What is required - Would you write out all of the data exactly as it appears below?

Extracted entries -
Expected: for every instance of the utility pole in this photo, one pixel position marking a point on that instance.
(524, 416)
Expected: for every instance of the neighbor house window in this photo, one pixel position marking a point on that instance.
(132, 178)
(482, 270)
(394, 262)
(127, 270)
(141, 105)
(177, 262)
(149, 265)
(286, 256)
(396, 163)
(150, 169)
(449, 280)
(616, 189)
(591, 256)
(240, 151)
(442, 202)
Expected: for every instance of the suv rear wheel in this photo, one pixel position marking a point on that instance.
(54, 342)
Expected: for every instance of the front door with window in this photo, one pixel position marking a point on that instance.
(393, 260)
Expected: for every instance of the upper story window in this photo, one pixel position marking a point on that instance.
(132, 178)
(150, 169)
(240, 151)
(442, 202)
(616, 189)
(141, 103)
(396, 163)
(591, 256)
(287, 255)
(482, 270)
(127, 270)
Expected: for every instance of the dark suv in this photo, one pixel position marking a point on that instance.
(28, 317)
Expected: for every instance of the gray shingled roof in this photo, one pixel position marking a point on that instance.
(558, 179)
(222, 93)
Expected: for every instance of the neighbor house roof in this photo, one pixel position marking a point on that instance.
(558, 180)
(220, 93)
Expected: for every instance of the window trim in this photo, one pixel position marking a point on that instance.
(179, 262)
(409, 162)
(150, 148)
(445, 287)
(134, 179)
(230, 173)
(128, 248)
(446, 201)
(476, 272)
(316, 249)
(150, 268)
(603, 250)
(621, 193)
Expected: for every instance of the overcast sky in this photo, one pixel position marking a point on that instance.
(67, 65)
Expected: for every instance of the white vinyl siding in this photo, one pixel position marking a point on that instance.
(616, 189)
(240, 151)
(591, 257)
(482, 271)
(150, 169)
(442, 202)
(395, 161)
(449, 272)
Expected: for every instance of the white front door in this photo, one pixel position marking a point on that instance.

Answer for this exercise -
Expected: for every instance of the utility pole in this photo, one pixel position marking a point on that instance.
(524, 416)
Expected: for every instance of the neighbor house window in this photo, one pixel position marking a point on that instance.
(132, 178)
(482, 270)
(394, 262)
(127, 270)
(141, 105)
(177, 262)
(149, 265)
(286, 256)
(396, 163)
(150, 169)
(449, 280)
(616, 189)
(591, 256)
(240, 151)
(442, 202)
Expected: for every instance of the suv rear wheel in this photo, one pixel position marking a point on that instance.
(54, 342)
Expected: for every instance of the front door with window in this photo, one pixel position marking a point on that instance.
(393, 260)
Expected: for every instance of the upper story window in this photo, one pixel position marking a point on that instance.
(132, 178)
(150, 169)
(240, 151)
(442, 202)
(616, 189)
(141, 103)
(396, 163)
(591, 256)
(287, 255)
(482, 270)
(127, 270)
Expected: for every instance of the dark suv in this photo, one pixel position marking a point on that instance.
(28, 317)
Expected: for every instance of the gray shingled roof in this photo, one pixel position marking a point on that instance.
(558, 179)
(222, 93)
Expected: for every instance of the neighbor house roof in this photo, one pixel position marking a point on that instance.
(558, 180)
(220, 93)
Expected: for every instance of the window trim in this photo, one pixel position marking a point on that instance.
(179, 262)
(409, 162)
(150, 148)
(445, 287)
(134, 179)
(230, 173)
(128, 248)
(446, 201)
(476, 272)
(316, 249)
(150, 268)
(603, 250)
(621, 193)
Expected: for every instance of the overcast sky in this photo, one pixel position marking a point on that instance.
(67, 65)
Expected: for every instance of the white vinyl siding in this photo, one pixel position marking a point on that instance.
(616, 189)
(240, 151)
(591, 257)
(482, 271)
(150, 169)
(442, 202)
(395, 161)
(449, 272)
Expected: for every instance of the white front door in this photo, one pixel position marking a point on that instance.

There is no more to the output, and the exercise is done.